(Beginning of Source passage)

Do We Still Need Pride?

Pride is a celebration where queer people of all identifications, backgrounds and heritages come together to celebrate how proud we are to be queer. Watching a sea of people just glittered with a whole spectrum of colours is enough to bring a smile to anyone’s face (or so you would think). Many think the concept of pride is now outdated and we no longer need it. I have come across many people that have had different opinions towards pride; some thrived off of it, some were indifferent, and others were opposed to it. So, let’s talk about some of the reasons why people think that we no longer need pride:

“It just brings attention to the fact we’re different” - This one has always really annoyed me. This concept comes from a place of internalised homophobia and contempt towards other queer people. The mindset here is that we need to blend in to be accepted, we need to appear like mainstream society and should be quiet about who we are in order to be tolerated. But what many people seem to forget is the struggles that our predecessors had to go through to get us to this place. The founders and initiators of the pride parade started the movement to fight for our rights. We did not get our rights by blending in and appeasing the masses, it was this that led to greater oppression as we were showing society that we had something to be afraid of. So, yes, whether you like it or not we are different. EVERYONE is different. No two people are the same and that is definitely something to be celebrated.



“We have our rights, so why do we still need pride?” - This mentality comes from a place of privilege. This acknowledges that on the face of it we may have equal or near equal rights. But there is not only strong subvert oppression in western society’s but continuous overt oppression in other nations. Pride is not just a celebration of how far we have come, it is a display of fierce resilience. We are showing other communities that are yet to be treated as equal that with time, progress will be made. If you are a queer person that is settled in privilege, then you are ignoring the fact that there is still work to be done. There are overt transphobic figures, (JK Rowling) that are not only using their platform to promote transphobic ideologies but are now writing a fucking BOOK about it, masquerading as a novel. Girl, you’re not fooling anyone. Until we can truly live peacefully, without fear, then there is still work to be done.

(End of Source passage)

-- Exercise requirements --
Write a continuation of the essay above on whether Pride is still needed, beginning right after its final sentence.

(Beginning of Records shown)

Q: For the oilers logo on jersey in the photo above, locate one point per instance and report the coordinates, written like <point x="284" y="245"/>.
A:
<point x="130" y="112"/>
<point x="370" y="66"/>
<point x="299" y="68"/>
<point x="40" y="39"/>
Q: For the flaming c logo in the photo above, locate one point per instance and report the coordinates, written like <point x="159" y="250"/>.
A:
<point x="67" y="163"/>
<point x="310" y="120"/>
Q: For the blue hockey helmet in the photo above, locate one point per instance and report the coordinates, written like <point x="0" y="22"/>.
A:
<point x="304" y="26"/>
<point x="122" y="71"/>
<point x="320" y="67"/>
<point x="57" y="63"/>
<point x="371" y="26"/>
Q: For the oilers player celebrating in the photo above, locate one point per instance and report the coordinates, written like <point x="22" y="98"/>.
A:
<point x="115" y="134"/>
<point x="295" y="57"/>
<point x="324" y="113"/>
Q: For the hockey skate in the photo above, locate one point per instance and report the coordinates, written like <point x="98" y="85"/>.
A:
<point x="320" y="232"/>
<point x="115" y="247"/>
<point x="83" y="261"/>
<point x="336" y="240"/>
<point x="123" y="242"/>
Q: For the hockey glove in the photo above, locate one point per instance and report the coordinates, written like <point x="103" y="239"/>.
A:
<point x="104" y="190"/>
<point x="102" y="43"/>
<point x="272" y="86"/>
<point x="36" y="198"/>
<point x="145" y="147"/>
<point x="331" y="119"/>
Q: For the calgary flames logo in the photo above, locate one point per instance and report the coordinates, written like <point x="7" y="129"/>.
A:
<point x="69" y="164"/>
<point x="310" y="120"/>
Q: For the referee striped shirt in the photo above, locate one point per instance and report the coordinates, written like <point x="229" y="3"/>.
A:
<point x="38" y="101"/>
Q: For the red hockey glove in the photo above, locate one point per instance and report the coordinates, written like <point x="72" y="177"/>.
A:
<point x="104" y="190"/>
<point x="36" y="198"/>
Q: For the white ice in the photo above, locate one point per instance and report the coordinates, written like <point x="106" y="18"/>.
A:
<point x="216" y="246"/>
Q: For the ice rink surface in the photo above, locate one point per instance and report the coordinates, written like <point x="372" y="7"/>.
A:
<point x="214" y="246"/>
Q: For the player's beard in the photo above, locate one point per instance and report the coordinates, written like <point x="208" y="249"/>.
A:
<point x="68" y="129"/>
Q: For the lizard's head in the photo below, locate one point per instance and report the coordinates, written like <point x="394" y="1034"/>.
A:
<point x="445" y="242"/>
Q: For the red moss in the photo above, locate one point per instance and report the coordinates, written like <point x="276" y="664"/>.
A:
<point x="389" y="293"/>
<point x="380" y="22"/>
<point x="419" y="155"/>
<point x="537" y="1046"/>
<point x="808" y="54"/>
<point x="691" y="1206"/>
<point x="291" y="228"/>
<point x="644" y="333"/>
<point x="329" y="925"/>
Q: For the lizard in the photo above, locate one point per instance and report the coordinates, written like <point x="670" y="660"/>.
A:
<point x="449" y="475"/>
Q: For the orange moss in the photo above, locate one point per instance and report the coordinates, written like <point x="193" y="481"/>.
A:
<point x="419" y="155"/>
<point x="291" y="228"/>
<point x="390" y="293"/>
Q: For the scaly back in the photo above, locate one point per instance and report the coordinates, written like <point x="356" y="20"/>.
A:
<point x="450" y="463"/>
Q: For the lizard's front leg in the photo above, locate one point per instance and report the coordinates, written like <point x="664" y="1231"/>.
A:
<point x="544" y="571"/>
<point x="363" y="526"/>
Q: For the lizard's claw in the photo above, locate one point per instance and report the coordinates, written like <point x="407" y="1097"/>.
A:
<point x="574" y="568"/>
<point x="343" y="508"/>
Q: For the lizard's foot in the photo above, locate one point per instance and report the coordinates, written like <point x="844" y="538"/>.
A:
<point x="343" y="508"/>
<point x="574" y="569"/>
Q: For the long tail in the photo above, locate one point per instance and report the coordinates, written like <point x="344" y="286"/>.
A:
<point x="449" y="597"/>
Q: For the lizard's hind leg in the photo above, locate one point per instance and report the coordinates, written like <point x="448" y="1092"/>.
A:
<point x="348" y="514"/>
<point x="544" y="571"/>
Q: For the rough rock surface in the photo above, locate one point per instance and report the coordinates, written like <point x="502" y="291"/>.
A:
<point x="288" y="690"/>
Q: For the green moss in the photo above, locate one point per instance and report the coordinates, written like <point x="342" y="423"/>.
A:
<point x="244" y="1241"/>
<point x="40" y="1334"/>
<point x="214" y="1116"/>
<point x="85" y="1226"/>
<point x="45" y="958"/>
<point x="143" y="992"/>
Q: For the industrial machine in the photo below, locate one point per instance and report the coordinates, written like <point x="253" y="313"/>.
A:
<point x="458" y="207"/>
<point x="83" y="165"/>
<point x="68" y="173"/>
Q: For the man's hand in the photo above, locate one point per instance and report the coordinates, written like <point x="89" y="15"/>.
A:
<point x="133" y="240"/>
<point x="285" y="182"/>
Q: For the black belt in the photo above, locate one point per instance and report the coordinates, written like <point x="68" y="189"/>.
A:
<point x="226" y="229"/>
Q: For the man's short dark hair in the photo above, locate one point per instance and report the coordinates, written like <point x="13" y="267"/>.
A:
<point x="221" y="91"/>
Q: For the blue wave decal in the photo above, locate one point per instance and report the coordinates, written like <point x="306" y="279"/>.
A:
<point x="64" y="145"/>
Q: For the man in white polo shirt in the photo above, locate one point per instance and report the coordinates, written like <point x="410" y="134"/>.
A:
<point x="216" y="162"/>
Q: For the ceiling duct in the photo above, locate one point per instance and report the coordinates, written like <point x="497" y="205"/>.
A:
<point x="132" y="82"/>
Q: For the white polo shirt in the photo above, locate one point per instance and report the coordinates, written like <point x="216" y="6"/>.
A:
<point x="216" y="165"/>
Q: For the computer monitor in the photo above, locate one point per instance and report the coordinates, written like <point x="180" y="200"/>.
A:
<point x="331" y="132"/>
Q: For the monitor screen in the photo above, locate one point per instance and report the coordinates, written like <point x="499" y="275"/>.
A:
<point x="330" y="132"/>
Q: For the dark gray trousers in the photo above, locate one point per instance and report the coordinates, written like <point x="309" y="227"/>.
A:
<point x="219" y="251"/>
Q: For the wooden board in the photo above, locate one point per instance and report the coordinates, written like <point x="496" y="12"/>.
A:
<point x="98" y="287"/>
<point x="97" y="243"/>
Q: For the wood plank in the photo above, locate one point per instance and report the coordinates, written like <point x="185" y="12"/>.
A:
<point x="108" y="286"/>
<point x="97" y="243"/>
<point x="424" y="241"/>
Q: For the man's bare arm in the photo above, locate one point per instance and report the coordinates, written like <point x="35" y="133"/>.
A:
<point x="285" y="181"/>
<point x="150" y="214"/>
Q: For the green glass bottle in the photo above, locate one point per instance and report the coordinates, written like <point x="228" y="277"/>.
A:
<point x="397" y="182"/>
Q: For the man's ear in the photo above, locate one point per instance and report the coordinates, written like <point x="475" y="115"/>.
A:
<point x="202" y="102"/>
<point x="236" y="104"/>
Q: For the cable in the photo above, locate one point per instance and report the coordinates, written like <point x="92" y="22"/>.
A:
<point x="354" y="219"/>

(End of Records shown)

-- Expected output --
“It’s so promiscuous, not everything’s about sex” - As queer people, we are shunned and abused for our sexual activities. It is the very thing that we have been persecuted for, for generations. Pride, again, is a way of showing that we will not be oppressed. That we are allowed to be who we are, that we are not ashamed. The community has become hyper-sexualised and here’s why. Whilst our heterosexual counterparts were having their first kiss or even had a relationship, we were having to stare at the box of some Calvin’s with confusion about our feelings. We didn’t have the same experiences growing up. Hookup culture has become normalised, which to some is toxic and to some is not. I personally do not enjoy hookup culture, but it people can do what makes them happy so long as no one gets hurt. Before we were legally allowed to be gay, having discreet hookup’s is all we knew, and so it is a mindset that some of us still carry. So, before judging queer people or pride as promiscuous, just have a think about why that might be.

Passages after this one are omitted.